**Exercise description**:
Can you copy the records below word for word, leaving the pictures out of your answer?

**** Data supplied ****

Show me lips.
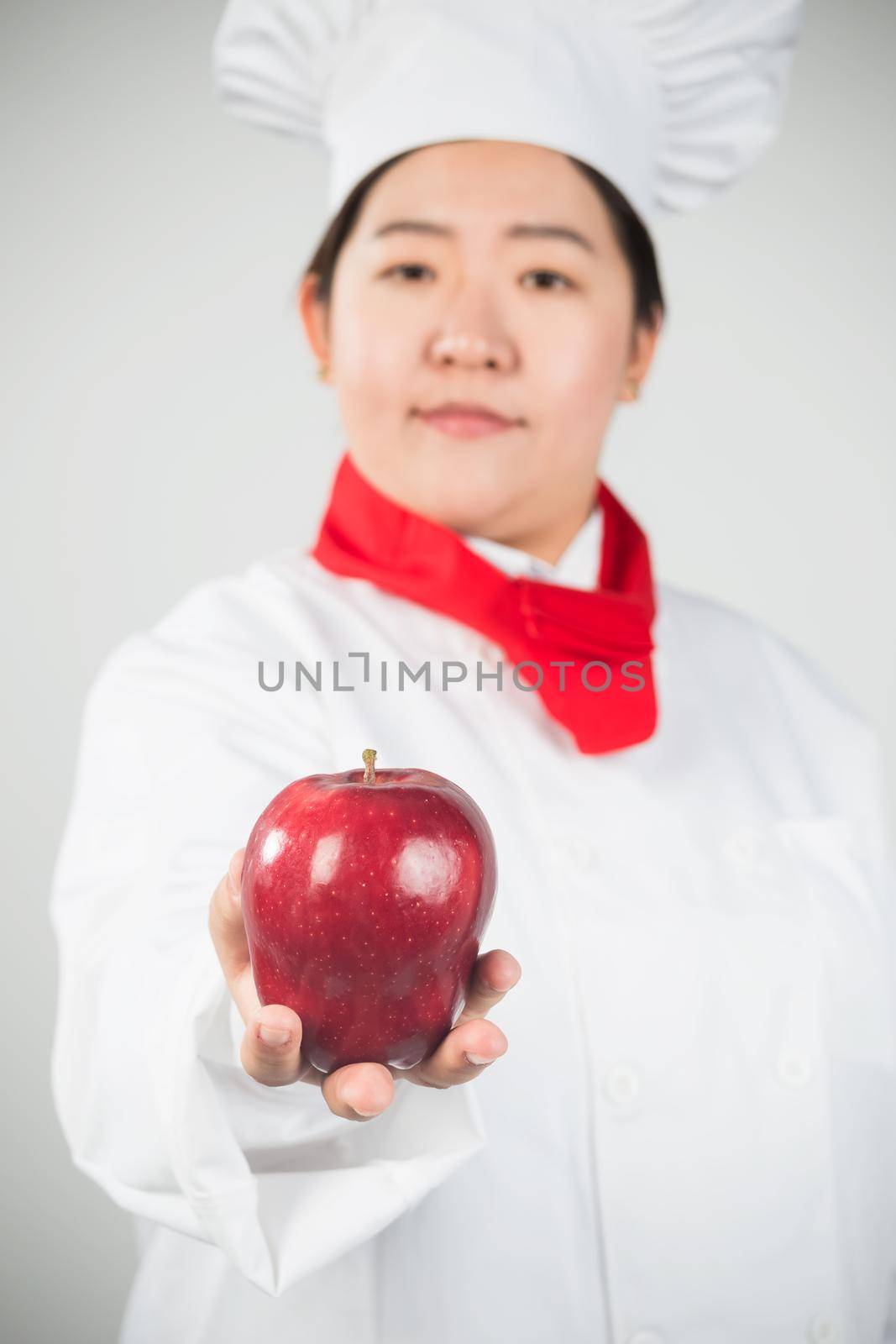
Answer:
[415,402,520,438]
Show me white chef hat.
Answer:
[212,0,802,222]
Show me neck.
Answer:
[479,486,595,564]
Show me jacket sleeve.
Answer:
[50,594,485,1295]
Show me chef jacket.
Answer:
[51,513,896,1344]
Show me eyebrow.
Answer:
[374,219,595,253]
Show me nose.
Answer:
[430,332,513,371]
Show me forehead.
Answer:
[359,139,609,238]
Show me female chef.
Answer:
[51,0,896,1344]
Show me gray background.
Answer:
[0,0,896,1344]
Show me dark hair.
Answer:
[305,150,666,336]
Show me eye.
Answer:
[522,270,574,289]
[383,262,432,280]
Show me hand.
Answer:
[208,849,521,1121]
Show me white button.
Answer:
[723,827,757,869]
[778,1053,813,1087]
[603,1064,641,1106]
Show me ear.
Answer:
[296,273,331,365]
[625,307,663,385]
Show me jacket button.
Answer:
[723,827,757,869]
[778,1055,813,1087]
[603,1064,643,1107]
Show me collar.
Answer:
[459,506,603,590]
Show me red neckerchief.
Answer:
[311,452,657,755]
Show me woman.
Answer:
[52,3,896,1344]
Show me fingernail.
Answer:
[343,1097,379,1117]
[258,1026,289,1046]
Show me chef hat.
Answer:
[212,0,802,222]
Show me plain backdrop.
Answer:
[0,0,896,1344]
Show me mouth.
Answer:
[411,402,522,438]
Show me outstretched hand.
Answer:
[208,848,521,1120]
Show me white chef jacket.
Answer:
[51,515,896,1344]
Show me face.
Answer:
[300,139,657,559]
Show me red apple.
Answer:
[242,750,497,1074]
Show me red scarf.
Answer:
[311,452,657,755]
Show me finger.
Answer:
[392,1017,508,1087]
[454,948,522,1026]
[208,849,260,1026]
[239,1004,302,1087]
[321,1063,395,1120]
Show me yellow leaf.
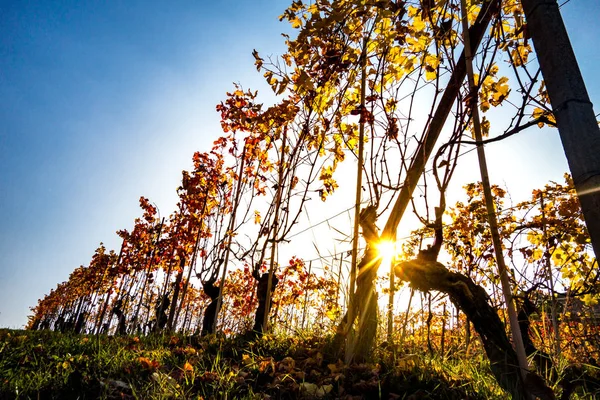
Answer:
[254,210,261,225]
[183,361,194,372]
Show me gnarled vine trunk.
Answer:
[200,280,221,336]
[394,260,553,400]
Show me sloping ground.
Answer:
[0,330,506,399]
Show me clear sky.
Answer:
[0,0,600,328]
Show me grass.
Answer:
[0,330,596,399]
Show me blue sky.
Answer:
[0,0,600,327]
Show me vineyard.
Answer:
[0,0,600,399]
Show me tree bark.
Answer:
[395,260,554,400]
[200,280,221,336]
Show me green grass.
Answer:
[0,330,596,399]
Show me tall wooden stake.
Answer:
[522,0,600,256]
[461,0,529,379]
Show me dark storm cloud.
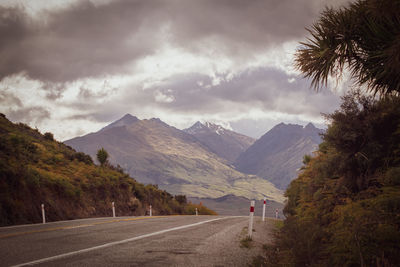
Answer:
[141,68,338,116]
[0,0,346,83]
[0,91,22,107]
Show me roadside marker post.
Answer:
[248,200,255,238]
[42,204,46,223]
[111,202,115,218]
[263,197,267,221]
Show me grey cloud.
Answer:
[0,0,350,83]
[7,107,51,125]
[132,68,339,119]
[0,91,22,107]
[40,81,66,100]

****

**Result below**:
Show me lips.
Answer:
[415,402,520,438]
Show me white chef hat.
Answer:
[212,0,802,222]
Show me neck.
Answer:
[479,486,595,564]
Show me jacket sleeve.
Answer:
[50,594,485,1295]
Show me chef jacket.
Answer:
[51,513,896,1344]
Show me eyebrow.
Answer:
[374,219,595,253]
Show me nose.
Answer:
[430,332,513,371]
Show me forehead.
Answer:
[359,139,609,238]
Show me female chef.
Answer:
[51,0,896,1344]
Show me gray background.
Answer:
[0,0,896,1344]
Show me dark hair.
Answer:
[305,150,666,336]
Show me eye.
Answer:
[522,270,574,289]
[383,262,432,280]
Show me hand.
Answer:
[208,849,521,1121]
Show me white button.
Answer:
[723,827,757,869]
[778,1053,813,1087]
[603,1064,641,1106]
Show me ear.
Answer:
[296,273,331,365]
[625,307,663,385]
Show me jacket button.
Answer:
[723,827,757,869]
[778,1055,813,1087]
[603,1064,643,1107]
Show me collar.
Answer:
[459,506,603,590]
Show me red neckerchief.
Answer:
[311,452,657,755]
Show me woman.
Answer:
[52,3,896,1344]
Show me fingernail.
Answer:
[343,1097,379,1117]
[258,1026,289,1046]
Show me chef hat.
Answer:
[212,0,802,222]
Show me plain backdrop.
Answer:
[0,0,896,1344]
Show me mouth.
Answer:
[411,402,522,438]
Show me outstretched hand.
Answer:
[208,848,521,1120]
Show me white chef jacket.
Answer:
[51,515,896,1344]
Show me face.
Answer:
[300,139,657,559]
Show me red apple.
Answer:
[242,750,497,1074]
Show me red scarf.
Answer:
[311,452,657,755]
Show me finger.
Answer:
[392,1017,508,1087]
[454,948,522,1026]
[208,849,260,1026]
[239,1004,302,1087]
[321,1063,395,1120]
Show me yellow leaf.
Answer:
[254,210,261,225]
[183,361,194,372]
Show me gnarled vine trunk.
Answer:
[200,280,221,336]
[394,260,553,400]
Show me sloping ground.
Answer:
[0,330,506,399]
Show me clear sky.
Answer:
[0,0,600,328]
Show me grass.
Answer:
[0,330,596,399]
Show me blue sky.
Answer:
[0,0,600,327]
Show me vineyard.
Answer:
[0,0,600,399]
Show me tree bark.
Answer:
[395,260,554,400]
[200,280,221,336]
Show me green grass.
Answer:
[0,330,596,399]
Show me tall wooden stake.
Answer:
[522,0,600,256]
[461,0,529,379]
Show me dark storm cloud.
Answer:
[141,68,338,116]
[0,0,346,83]
[0,91,22,107]
Show me roadside marker post.
Answer:
[248,200,255,238]
[42,204,46,223]
[111,202,115,218]
[263,197,267,221]
Show me grey cloud.
Answer:
[0,0,350,83]
[7,107,51,125]
[132,68,339,119]
[0,91,22,107]
[40,81,66,100]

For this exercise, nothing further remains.